### [Selected passage]
┌────────

That is, each second material reduction hole 52 has a long strip
shape. By providing the second material reduction holes 52 at the
outer side of the second guide hole 51, the elasticity of the wall
of the second guide hole 51 is increased. When the free end of the
second guide post 65 is engaged in the second guide hole 51, the
second limiting protrusion 651 can abut against the wall of the
second guide hole 51. At this time, the wall of the second guide
hole 51 can be elastically deformed toward the second material
reduction holes 52, so that an abutting force between the second
limiting protrusion 651 and the wall of the second guide hole 51
can be reduced, the force required for assembly can be reduced, and
the second limiting protrusion 651 can be easily passed through the
second guide hole 51 to facilitate assembly of the position
limiting structure. The number of the second material reduction
holes 52 may be one or more. When the number of the second material
reduction holes 52 is more than one, the plurality of second
material reduction holes 52 are distributed at intervals along the
extension direction of the second guide hole 51, so that a length
of each second material reduction holes 52 can be reduced, which
ensures that the wall of the second guide hole 51 has sufficient
strength, and prevents the wall of the second guide hole 51 from
being easily deformed or broken and the second limiting protrusion
651 from easily falling out. Of course, in other embodiments, the
second material reduction holes 52 may be omitted.
[0096] Referring to FIGS. 8 and 9, in order to reduce the friction
exerted on the pressing block 50 in the sliding process, in one
embodiment, the pressing block 50 has at least one second sliding
surface, the second sliding surface facing the shield 60 or the
inner wall of the water tank 10. The second sliding surface is
provided with a second sliding rib 53, and the second sliding rib
53 extends along the sliding direction of the pressing block 50. It
should be noted that, the second sliding surface is a surface of
the pressing block 50 that can contact the shield 60 or the inner
wall of the water tank 10. By providing the second sliding rib 53
on the second sliding surface, a contact area between the pressing
block 50 and the shield 60 (or the inner wall of the water tank 10)
can be reduced by contacting the pressing block 50 with the shield
60 (or the inner wall of the water tank 10) through the second
sliding rib 53, so that the friction exerted on the pressing block
50 during sliding can be reduced when the pressing block 50 slides
relative to the shield 60 (or the inner wall of the water tank 10),
and the sliding effect can be improved. A cross-section of the
second sliding rib 53 may be semicircular, square, or triangular.
For example, the cross-section of the second sliding rib 53 is
semicircular, there is only linear contact between the second
sliding rib 53 and the shield 60 (or the inner wall of the water
tank 10), thereby further reducing friction and frictional
resistance.

└────────

### [Dataset content]
┌────────

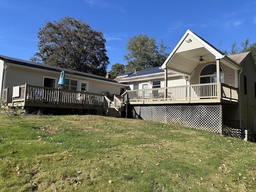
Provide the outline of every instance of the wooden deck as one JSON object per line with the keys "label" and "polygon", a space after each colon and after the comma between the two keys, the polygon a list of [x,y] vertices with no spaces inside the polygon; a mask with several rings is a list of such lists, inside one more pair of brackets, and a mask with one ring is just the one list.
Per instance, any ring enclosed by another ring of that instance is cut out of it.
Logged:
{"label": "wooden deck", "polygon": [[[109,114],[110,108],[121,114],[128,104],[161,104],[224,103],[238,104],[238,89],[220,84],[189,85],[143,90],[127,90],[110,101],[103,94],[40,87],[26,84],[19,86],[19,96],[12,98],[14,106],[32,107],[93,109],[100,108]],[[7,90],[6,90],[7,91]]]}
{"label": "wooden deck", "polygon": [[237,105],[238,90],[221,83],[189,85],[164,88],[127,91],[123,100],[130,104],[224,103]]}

└────────
┌────────

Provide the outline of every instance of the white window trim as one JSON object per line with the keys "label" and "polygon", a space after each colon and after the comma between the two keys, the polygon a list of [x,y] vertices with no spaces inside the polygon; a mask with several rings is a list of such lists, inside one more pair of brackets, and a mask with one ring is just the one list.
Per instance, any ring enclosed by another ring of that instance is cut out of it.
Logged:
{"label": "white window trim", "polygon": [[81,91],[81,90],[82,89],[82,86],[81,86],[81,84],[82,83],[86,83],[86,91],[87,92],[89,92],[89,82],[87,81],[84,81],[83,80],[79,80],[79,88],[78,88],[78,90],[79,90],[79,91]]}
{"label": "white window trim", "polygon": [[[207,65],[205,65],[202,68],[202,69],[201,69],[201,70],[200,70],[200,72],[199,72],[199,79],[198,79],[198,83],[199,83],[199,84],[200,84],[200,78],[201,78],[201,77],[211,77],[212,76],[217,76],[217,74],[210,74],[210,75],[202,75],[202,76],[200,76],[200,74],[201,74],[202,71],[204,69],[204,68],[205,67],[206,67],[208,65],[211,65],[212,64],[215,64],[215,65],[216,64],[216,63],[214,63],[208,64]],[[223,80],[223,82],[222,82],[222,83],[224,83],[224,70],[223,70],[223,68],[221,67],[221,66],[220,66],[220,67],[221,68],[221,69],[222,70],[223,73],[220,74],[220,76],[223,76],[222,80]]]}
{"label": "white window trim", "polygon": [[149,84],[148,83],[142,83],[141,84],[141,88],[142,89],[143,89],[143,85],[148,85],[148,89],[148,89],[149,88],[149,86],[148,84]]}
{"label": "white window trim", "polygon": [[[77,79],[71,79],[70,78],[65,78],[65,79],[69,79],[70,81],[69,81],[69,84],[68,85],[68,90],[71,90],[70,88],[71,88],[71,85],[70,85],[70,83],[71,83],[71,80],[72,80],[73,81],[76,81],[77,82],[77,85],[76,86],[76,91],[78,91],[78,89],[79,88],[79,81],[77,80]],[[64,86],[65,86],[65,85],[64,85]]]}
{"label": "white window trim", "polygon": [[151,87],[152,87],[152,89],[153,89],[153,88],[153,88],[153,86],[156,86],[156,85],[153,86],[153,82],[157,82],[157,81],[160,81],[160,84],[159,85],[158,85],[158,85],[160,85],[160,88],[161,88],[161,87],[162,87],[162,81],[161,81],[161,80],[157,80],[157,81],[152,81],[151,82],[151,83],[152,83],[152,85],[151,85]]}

└────────

### [Problems to work on]
(1) Please copy everything in the passage from "can be reduced by" down to "square, or triangular.", substituting "cover" for "shield".
(2) Which cross-section shapes does the passage give for the second sliding rib?
The entries are separate from the passage.

### [Answers for the tasks]
(1)
can be reduced by contacting the pressing block 50 with the cover
60 (or the inner wall of the water tank 10) through the second
sliding rib 53, so that the friction exerted on the pressing block
50 during sliding can be reduced when the pressing block 50 slides
relative to the cover 60 (or the inner wall of the water tank 10),
and the sliding effect can be improved. A cross-section of the
second sliding rib 53 may be semicircular, square, or triangular.

(2) Semicircular, square, triangular